→ Stated problem: Set the following entries down again exactly, line by line.

[Entries from a point annotation set]
+===+

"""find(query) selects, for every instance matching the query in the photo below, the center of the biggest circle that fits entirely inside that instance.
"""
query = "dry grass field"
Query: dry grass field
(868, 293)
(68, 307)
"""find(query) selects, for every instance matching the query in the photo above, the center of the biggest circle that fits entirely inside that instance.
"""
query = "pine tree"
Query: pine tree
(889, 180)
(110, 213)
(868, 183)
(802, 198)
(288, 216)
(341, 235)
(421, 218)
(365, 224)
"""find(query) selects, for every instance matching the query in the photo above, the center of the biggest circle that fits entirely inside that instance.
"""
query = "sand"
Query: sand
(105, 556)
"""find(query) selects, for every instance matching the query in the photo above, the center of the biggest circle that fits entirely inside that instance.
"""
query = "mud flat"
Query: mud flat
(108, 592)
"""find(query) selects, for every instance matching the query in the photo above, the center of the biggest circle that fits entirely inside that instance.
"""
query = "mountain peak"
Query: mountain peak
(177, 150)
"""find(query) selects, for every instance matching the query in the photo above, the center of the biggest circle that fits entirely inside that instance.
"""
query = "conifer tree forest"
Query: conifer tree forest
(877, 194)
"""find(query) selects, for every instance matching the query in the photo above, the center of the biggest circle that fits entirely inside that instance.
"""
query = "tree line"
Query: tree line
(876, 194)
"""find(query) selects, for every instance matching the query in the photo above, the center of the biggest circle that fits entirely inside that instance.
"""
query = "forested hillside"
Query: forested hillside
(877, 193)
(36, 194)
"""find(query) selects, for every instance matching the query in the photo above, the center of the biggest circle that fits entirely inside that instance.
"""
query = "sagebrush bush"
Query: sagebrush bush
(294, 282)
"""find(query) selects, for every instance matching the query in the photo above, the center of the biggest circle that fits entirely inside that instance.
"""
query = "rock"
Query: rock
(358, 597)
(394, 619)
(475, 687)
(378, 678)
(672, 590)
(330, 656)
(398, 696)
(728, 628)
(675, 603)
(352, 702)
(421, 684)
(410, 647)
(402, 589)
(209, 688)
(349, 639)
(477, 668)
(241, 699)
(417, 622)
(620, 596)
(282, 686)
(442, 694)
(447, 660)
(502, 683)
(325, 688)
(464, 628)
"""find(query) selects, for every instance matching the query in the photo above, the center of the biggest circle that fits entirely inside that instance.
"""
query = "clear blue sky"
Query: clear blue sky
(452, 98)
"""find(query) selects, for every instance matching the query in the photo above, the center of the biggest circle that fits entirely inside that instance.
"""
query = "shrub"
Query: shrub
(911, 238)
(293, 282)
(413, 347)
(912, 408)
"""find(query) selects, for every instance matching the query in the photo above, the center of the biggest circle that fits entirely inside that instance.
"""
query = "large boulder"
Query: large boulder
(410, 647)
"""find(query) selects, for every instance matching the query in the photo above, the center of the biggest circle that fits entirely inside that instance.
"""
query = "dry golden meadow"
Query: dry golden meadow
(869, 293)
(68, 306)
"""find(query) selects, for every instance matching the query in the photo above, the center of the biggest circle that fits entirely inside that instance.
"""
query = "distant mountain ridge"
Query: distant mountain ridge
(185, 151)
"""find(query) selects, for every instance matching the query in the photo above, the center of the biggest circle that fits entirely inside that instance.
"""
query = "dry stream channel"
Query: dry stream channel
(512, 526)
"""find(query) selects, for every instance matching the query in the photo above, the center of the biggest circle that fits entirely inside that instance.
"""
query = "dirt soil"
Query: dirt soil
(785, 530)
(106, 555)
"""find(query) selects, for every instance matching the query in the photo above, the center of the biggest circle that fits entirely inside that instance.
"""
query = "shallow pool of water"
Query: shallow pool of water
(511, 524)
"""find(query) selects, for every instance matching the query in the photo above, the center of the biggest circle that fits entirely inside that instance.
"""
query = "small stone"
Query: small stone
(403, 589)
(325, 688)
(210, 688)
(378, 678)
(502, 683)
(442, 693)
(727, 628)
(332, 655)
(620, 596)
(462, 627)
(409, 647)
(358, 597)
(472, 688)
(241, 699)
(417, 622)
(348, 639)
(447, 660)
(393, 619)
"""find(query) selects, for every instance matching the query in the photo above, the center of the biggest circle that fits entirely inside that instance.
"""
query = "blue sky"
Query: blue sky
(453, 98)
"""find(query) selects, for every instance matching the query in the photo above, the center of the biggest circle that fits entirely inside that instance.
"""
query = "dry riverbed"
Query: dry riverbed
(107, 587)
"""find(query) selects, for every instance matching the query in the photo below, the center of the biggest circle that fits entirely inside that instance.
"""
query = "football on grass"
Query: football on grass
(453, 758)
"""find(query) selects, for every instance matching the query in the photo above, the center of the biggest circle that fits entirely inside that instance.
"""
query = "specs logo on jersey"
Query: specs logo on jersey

+===+

→ The reply:
"""find(query) selects, for every instance matching the query in the photo below, the center of the biggest circle that fits entirely inside that instance.
"""
query = "dry grass field"
Query: dry grass field
(868, 293)
(68, 307)
"""find(query) selects, for every instance matching the query in the photo above, the center of the biggest circle that fits entirely inside that instance.
"""
query = "pine tree"
Query: pine tree
(889, 180)
(110, 213)
(868, 183)
(802, 198)
(288, 216)
(341, 235)
(421, 218)
(365, 224)
"""find(query) selects, for every instance matching the query in the photo above, the center of the biggest circle that fits entirely inside that instance.
"""
query = "sand"
Query: sand
(105, 556)
"""find(query) selects, for every instance matching the query in the photo above, the center of the biggest circle that fits entirely inside that instance.
"""
query = "mud flat"
Query: mud flat
(108, 592)
"""find(query) selects, for every instance matching the query in the photo above, the center of the biggest circle that fits entirely inside that instance.
"""
query = "mountain peak"
Query: mountain peak
(177, 150)
"""find(query) selects, for every instance matching the query in the photo above, the center of the biggest circle that fits entirely inside that instance.
"""
query = "conifer tree forest"
Query: conifer tree forest
(877, 194)
"""find(query) selects, for every instance matching the query in the photo above, the center of the biggest circle that fits entirely inside that instance.
"""
query = "tree line"
Query: tree line
(876, 194)
"""find(query) selects, for every instance matching the query in the photo above, the center of the biggest circle that fits entirely inside that instance.
"""
query = "forested hillside"
Query: forested hillside
(877, 193)
(36, 194)
"""find(query) selects, for every instance matching the query in the photo above, the center of the biggest circle that fits entirely inside that instance.
"""
query = "sagebrush bush"
Query: sagebrush bush
(294, 282)
"""find(query) selects, for every instance matching the query in the photo above, the center of the biggest circle that fits entirely inside that instance.
"""
query = "rock"
Query: rock
(358, 597)
(394, 619)
(475, 687)
(378, 678)
(672, 590)
(330, 656)
(398, 696)
(728, 628)
(675, 603)
(352, 702)
(421, 684)
(410, 647)
(402, 589)
(209, 688)
(349, 639)
(477, 668)
(241, 699)
(417, 622)
(620, 596)
(282, 686)
(442, 694)
(447, 660)
(502, 683)
(325, 688)
(464, 628)
"""find(query) selects, for every instance matching the query in the photo above, the center of the biggest circle that fits entirely inside that instance.
"""
query = "clear blue sky"
Query: clear blue sky
(452, 98)
"""find(query) selects, for every instance matching the query in the photo above, the center of the biggest circle that fits entirely inside that instance.
"""
query = "shrub"
Query: shrub
(911, 238)
(293, 282)
(413, 347)
(912, 408)
"""find(query) selects, for every instance matching the query in the photo above, the center of the biggest circle that fits entirely inside that instance.
"""
query = "large boulder"
Query: large boulder
(410, 647)
"""find(query) selects, for every instance matching the query in the photo above, the center of the biggest circle that fits entirely inside that instance.
"""
query = "dry golden meadow"
Query: dry golden meadow
(869, 293)
(68, 306)
"""find(query) selects, for every instance matching the query in the photo above, the center of the biggest circle that fits entirely inside that instance.
"""
query = "distant mountain ridge"
Query: distant mountain ridge
(185, 151)
"""find(query) selects, for every instance matching the query in the photo above, the center of the biggest circle that fits entirely inside that instance.
"""
query = "dry stream channel"
Query: dry stream channel
(512, 526)
"""find(query) selects, for every instance matching the query in the photo above, the center of the biggest circle that fits entirely inside that instance.
"""
query = "dirt soil"
Query: dirt soil
(785, 530)
(106, 555)
"""find(query) selects, for every instance matching the query in the photo above, the center of the biggest circle that fits entirely inside that instance.
"""
query = "shallow pool of water"
Query: shallow pool of water
(511, 524)
"""find(query) selects, for every instance matching the query in the photo above, the center of the biggest circle that fits entirely inside that instance.
"""
query = "small stone"
Query: small stone
(403, 589)
(325, 688)
(210, 688)
(378, 678)
(502, 683)
(442, 693)
(727, 628)
(332, 655)
(620, 596)
(462, 627)
(409, 647)
(358, 597)
(472, 688)
(241, 699)
(417, 622)
(348, 639)
(447, 660)
(393, 619)
"""find(query) selects, for every instance matching the query in the photo above, the center of the biggest circle that fits entirely inside that instance.
"""
query = "blue sky"
Query: blue sky
(453, 98)
"""find(query) selects, for every instance matching the query in the photo above, the center of the biggest circle that fits entirely inside that instance.
"""
query = "dry riverbed"
Query: dry riverbed
(107, 587)
"""find(query) selects, for every instance matching the query in the photo below, the center of the biggest circle that fits entirely inside that instance.
"""
query = "football on grass"
Query: football on grass
(453, 758)
"""find(query) selects, for every instance matching the query in the photo above, the center of the biggest circle that fits entirely inside that instance.
"""
query = "specs logo on jersey"
Query: specs logo on jersey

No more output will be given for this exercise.